***** EXCERPTED TEXT *****

Now these sons of his were driven away on account of the murder of their father
by the citizens, and went into Armenia, while
Assarachoddas
took the kingdom of Sennacherib." And this proved to be the conclusion of this
Assyrian expedition against the people of Jerusalem.
The Liberation of the Israelites in
Exile?
(a) The Deliverance Described by Isaiah.
The Commentary MeAm Loaz on Isaiah 9:2 quotes a source saying that after the
Assyrian King Sennacherib besieged Jerusalem and had his army destroyed by a
miracle the Lost Ten Tribes who already in exile were released from bondage.
[Isaiah 9: 2] The people who walked in
darkness
Have seen a great light;
Those who dwelt in the land of the shadow of death,
Upon them a light has shined.
The rest of Isaiah chapter nine is also worth considering in this light.
They who put their faith in entities other than God will be disappointed and
will end up cursing the other entities (Isaiah 8:21).
Isaiah Chapter 9: There will be no gloom
for Israel at the Time of Redemption. In Former Times (do not look for strict
time sequences in Prophecy) they were exiled beginning with the Lands of Zebulon
and Naphtali,
after that even more severely by Way of the Sea, Across the Jordan, the
Highlands of the Nations (9:11). In their place of Darkness and Exile the Ten
Tribes suddenly achieved freedom (9:2). They multiplied greatly and threw off
the yoke of their oppressor and one of their offshoots became the Nation of
Khazars
(9:3-4).
Israel will be mighty warriors (9:5) under a Great Leader who will from
Childhood be destined to lead with Divine Inspiration (9:6). His rule of justice
and righteousness will last forever. He will sit on the Throne of David (9:7).
Isaiah returns to speak of the coming disaster upon Samaria: This is the way of
Prophecy, a constant flitting back and forth between time and events with the
past merging into the future and the future suddenly describing the past.

***** LISTING *****

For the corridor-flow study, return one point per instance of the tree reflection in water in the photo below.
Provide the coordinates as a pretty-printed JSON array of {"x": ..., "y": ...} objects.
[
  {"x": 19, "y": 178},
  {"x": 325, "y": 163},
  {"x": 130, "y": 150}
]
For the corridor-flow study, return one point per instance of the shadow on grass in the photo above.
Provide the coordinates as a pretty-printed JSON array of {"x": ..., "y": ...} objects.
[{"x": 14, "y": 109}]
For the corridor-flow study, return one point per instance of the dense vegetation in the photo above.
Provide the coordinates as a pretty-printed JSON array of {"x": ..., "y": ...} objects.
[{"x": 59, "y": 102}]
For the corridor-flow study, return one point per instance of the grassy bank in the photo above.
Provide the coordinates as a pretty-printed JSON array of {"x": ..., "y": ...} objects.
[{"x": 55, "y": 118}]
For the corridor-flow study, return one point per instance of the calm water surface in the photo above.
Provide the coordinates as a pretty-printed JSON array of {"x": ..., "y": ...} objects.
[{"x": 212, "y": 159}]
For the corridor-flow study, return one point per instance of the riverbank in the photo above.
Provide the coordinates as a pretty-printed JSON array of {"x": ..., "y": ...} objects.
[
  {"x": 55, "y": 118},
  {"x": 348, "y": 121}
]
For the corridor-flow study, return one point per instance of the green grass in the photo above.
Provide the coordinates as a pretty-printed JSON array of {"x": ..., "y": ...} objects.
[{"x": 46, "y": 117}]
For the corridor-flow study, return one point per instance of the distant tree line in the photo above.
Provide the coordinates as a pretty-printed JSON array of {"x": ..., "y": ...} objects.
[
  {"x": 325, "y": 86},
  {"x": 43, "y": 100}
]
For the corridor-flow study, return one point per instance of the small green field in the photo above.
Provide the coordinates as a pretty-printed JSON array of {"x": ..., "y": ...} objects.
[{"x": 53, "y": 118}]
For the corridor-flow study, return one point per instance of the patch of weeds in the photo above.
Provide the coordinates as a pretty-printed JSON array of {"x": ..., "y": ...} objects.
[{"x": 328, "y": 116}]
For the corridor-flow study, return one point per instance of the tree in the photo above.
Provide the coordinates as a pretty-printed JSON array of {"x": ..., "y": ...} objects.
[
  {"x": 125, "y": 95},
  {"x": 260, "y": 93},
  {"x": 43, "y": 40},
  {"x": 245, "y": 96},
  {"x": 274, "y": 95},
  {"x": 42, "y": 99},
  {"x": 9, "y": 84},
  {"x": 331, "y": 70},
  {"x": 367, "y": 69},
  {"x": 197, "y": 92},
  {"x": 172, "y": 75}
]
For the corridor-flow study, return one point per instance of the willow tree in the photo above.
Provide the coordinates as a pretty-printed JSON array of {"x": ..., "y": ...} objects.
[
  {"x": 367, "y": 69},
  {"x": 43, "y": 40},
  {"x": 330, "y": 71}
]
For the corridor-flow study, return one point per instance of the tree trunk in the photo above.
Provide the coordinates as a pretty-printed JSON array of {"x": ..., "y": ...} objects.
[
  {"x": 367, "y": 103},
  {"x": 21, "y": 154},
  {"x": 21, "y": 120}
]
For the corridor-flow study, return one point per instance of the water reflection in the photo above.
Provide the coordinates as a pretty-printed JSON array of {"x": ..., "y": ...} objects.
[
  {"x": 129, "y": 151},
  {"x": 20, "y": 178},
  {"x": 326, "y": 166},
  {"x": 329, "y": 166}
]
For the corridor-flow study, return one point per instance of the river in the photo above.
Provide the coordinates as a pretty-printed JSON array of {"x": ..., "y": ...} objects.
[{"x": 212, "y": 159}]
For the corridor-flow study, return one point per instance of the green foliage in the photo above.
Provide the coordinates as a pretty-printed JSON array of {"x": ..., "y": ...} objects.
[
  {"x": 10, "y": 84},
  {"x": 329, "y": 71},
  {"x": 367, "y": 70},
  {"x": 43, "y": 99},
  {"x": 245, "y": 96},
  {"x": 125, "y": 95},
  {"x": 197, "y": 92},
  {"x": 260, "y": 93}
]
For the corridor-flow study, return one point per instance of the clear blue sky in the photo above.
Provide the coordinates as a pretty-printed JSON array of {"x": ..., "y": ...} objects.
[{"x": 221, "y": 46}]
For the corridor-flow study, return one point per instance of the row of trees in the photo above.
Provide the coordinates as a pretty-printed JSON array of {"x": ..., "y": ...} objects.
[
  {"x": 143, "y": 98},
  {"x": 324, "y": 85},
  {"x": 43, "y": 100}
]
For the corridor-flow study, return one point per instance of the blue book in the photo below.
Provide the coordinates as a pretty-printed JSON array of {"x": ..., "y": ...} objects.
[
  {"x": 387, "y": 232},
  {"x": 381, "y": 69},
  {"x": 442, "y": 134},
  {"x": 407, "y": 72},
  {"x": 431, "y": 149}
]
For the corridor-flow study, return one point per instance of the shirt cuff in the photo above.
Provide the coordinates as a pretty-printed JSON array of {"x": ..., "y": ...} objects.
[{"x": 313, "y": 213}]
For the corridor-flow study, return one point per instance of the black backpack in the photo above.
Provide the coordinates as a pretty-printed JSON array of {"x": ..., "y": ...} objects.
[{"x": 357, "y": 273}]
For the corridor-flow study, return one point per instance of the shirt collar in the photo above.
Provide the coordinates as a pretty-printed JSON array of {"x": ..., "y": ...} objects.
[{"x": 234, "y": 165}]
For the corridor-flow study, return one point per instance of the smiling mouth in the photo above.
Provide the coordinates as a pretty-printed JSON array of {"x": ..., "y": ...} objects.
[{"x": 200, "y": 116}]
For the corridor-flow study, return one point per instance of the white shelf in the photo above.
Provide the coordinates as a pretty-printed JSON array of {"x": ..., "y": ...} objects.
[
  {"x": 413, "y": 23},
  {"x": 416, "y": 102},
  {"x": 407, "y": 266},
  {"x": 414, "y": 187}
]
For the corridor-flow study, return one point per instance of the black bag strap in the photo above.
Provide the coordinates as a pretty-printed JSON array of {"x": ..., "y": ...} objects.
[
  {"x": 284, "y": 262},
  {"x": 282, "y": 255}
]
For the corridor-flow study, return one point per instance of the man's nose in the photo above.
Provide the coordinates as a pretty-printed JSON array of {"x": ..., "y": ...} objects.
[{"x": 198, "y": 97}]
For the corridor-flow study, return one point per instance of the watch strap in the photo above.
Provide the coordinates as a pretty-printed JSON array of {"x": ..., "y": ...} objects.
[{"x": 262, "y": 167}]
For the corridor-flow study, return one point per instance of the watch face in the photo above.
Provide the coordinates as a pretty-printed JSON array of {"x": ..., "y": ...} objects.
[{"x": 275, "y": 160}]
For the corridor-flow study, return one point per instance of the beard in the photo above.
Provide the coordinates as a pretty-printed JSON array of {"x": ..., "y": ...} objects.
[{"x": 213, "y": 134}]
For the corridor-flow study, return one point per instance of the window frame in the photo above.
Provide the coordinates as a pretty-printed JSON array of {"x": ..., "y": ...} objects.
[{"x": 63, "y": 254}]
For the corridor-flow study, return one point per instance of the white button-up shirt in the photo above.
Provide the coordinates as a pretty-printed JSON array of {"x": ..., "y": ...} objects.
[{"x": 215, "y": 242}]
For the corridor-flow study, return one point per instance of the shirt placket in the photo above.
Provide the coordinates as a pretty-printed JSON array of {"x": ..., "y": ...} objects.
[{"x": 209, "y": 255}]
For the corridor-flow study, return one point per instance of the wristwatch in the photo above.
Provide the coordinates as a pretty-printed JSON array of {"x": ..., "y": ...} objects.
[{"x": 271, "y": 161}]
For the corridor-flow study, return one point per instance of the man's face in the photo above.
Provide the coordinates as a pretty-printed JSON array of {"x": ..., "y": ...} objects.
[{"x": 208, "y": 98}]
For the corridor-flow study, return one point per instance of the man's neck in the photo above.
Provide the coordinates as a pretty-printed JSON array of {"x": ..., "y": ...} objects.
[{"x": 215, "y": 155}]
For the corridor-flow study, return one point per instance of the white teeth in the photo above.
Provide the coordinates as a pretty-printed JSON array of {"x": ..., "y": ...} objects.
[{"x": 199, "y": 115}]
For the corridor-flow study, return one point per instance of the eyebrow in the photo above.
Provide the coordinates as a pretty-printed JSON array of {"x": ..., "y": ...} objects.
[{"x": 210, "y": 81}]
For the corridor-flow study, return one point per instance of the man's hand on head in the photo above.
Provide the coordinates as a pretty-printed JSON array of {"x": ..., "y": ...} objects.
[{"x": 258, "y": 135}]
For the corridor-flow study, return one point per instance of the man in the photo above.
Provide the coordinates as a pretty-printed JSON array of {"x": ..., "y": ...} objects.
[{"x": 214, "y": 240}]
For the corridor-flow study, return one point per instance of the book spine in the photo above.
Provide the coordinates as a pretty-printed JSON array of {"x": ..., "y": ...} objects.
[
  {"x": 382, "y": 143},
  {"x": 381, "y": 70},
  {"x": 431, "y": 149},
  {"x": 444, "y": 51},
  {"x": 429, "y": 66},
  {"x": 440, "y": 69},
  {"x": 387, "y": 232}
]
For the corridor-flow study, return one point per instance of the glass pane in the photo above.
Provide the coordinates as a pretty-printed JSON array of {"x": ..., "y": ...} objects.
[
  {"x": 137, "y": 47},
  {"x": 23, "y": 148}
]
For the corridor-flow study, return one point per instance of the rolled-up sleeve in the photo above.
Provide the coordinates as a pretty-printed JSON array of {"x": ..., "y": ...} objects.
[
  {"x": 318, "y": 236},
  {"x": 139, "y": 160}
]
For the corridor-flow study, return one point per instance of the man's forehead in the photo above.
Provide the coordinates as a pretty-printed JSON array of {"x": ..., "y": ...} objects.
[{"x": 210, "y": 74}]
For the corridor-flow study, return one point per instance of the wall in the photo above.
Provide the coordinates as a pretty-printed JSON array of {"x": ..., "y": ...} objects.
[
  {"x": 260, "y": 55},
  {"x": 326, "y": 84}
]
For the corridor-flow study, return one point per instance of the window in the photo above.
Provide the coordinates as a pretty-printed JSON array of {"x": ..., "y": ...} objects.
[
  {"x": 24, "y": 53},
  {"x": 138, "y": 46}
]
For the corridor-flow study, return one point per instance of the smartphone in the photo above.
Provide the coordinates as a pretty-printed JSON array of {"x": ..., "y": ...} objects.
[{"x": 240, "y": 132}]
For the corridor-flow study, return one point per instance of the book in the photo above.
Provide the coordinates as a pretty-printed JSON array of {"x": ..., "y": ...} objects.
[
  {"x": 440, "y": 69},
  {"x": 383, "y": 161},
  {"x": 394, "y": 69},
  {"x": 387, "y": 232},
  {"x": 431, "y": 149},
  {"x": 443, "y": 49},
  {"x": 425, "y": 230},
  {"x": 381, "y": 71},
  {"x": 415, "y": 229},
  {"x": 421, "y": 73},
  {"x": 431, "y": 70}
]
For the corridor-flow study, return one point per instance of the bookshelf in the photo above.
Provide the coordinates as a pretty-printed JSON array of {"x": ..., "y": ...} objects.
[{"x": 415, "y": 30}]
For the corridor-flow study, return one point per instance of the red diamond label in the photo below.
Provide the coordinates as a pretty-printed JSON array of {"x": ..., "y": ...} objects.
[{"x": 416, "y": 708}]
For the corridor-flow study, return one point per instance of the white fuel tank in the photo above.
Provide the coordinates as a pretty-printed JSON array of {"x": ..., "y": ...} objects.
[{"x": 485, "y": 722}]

*****

SHORT EXERCISE 1
Which distinct chapter-and-verse references to Isaiah appear in the Isaiah commentary?
SHORT EXERCISE 2
Can you repeat, word for word, the part of the Isaiah commentary that opens with the words containing "[Isaiah 9: 2]" and closes with "light has shined."?
SHORT EXERCISE 3
Could you carry on the Isaiah commentary from the point where it stops?

EXERCISE OUTPUT 1
Isaiah 9:2, Isaiah 8:21, 9:11, 9:3-4, 9:5, 9:6, 9:7

EXERCISE OUTPUT 2
[Isaiah 9: 2] The people who walked in
darkness
Have seen a great light;
Those who dwelt in the land of the shadow of death,
Upon them a light has shined.

EXERCISE OUTPUT 3
Ephraim will attribute his disaster to natural causes that can be rectified
(9:9-10). This attitude causes God to set still more adversaries against them,
Aram
(Syrians) in the east and Philistines in the West (9:12). They remained
obstinate so God will cut them off in one day (9:14). Their leaders and false
prophets have mislead them (9:15-16). They are all bad including those who
themselves are victimized and vulnerable and will be burnt up (9:17-18).
Manasseh is against Ephraim, Ephraim is against Manasseh, and they both gang up
together against Judah and this is not the end of it (9:21).
(b) Assyrians and Cimmerians.
Returning to the Assyrians and
Sennacherib:
Sennacherib had been Crown prince during the reign of his father Sargon.
Sargon had sent Sennacherib to deal with or oversee a group of Cimmerians in the
Province of Uishish (Gamir) of Mannae.
Ptolemy placed the city of Gomara in this region. Gomara later became known as "Sakkiz"
and was the capital of the Scythians.
The Scythians first emerged from the Cimmerians.
M.N. van Loon wished to emphasize this point:
"It should be made clear from the start
that the terms `Cimmerian' and `Scythian' were interchangeable: in
Akkadian
the name Iskuzai
(Asguzai)
occurs only exceptionally.
Gimirrai (Gamir)
was the normal designation for `Cimmerians' as well as `Scythians' in
Akkadian."
The Assyrians called the Cimmerians "Gimirri" which equates the Biblical Gomer.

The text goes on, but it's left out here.